-------- 所给文本

LeetCode 436. Find Right Interval – 二分查找（Binary Search）系列题24

You are given an array of intervals, where intervals[i] = [starti, endi] and each starti is unique.

The right interval for an interval i is an interval j such that startj >= endi and startj is minimized.

Return an array of right interval indices for each interval i. If no right interval exists for interval i, then put -1 at index i.

Example 1:

Input: intervals = [[1,2]]
Output: [-1]
Explanation: There is only one interval in the collection, so it outputs -1.

Example 2:

Input: intervals = [[3,4],[2,3],[1,2]]
Output: [-1,0,1]
Explanation: There is no right interval for [3,4].
The right interval for [2,3] is [3,4] since start0 = 3 is the smallest start that is >= end1 = 3.
The right interval for [1,2] is [2,3] since start1 = 2 is the smallest start that is >= end2 = 2.

Example 3:

Input: intervals = [[1,4],[2,3],[3,4]]
Output: [-1,2,-1]
Explanation: There is no right interval for [1,4] and [3,4].
The right interval for [2,3] is [3,4] since start2 = 3 is the smallest start that is >= end1 = 3.

Constraints:

• 1 <= intervals.length <= 2 * 104
• intervals[i].length == 2
• -106 <= starti <= endi <= 106
• The start point of each interval is unique.

题目大意： 给定一个区间数组intervals[i] = [starti, endi]，并且规定数组里的各区间起点starti是唯一的。对右区间right interval的定义是：对于一个区间intervals[i]，它的右区间intervals[j]是数组里所有满足startj>=endi的区间里startj最小的那个区间。现在要求返回每个区间的右区间对应的数组索引，如果不存在则返回-1。

----------------
-------- 数据

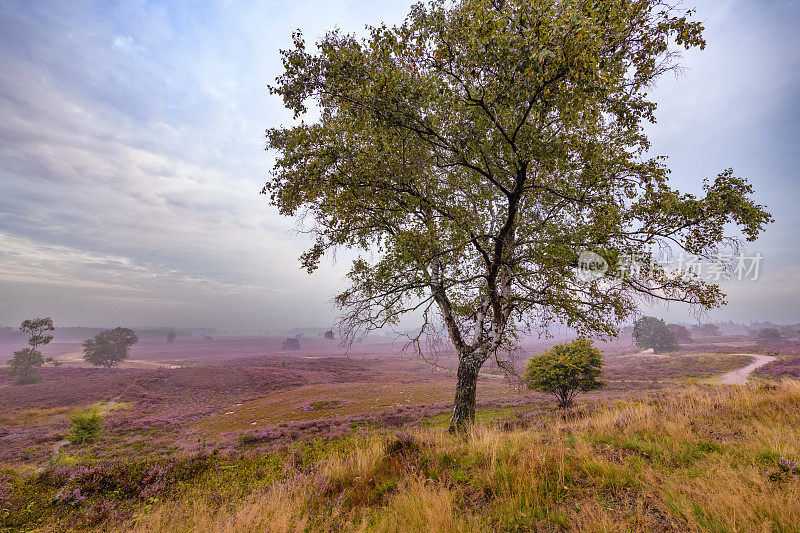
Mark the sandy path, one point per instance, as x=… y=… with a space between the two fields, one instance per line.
x=741 y=375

----------------

→ 待办任务:
A. 请抄录右区间题目文本中从“Input: intervals = [[1,2]]”起一直到“interval for [3,4].”为止的全部内容。
B. 请接续右区间题目文本的最后一句往下续写。

→ 依序输出:
A.
Input: intervals = [[1,2]]
Output: [-1]
Explanation: There is only one interval in the collection, so it outputs -1.

Example 2:

Input: intervals = [[3,4],[2,3],[1,2]]
Output: [-1,0,1]
Explanation: There is no right interval for [3,4].

B.
解题思路：要找right interval最简单的方法就是遍历整个数组，一遇到startj>=endi的区间就比较更新，最后得到具有最小startj的那个区间。但是如果数组是按starti排好序的，那就只要找到第一个（最左边的）满足startj>=endi的区间即可，这其实也就是有序数组的下届lower bound的概念，因此可以先把数组按starti排好序然后用二分查找法查找endi的下届lower bound。

注：题目要求返回数组下标，但排序后区间的索引就变了，因此要在排序前用一个map来记录区间对应原数组的索引。

class Solution:
    def findRightInterval(self, intervals: List[List[int]]) -> List[int]:
        n = len(intervals)
        indexMap = {}
        for i in range(n):
            indexMap[tuple(intervals[i])] = i
        intervals.sort()
        
        def lowerBound(target):
            l, r = 0, n - 1
            while l <= r:
                mid = (l + r) // 2
                if target <= intervals[mid][0]:
                    r = mid - 1
                else:
                    l = mid + 1
            return l
                    
        res = [-1] * n
        for interval in intervals:
            lb = lowerBound(interval[1])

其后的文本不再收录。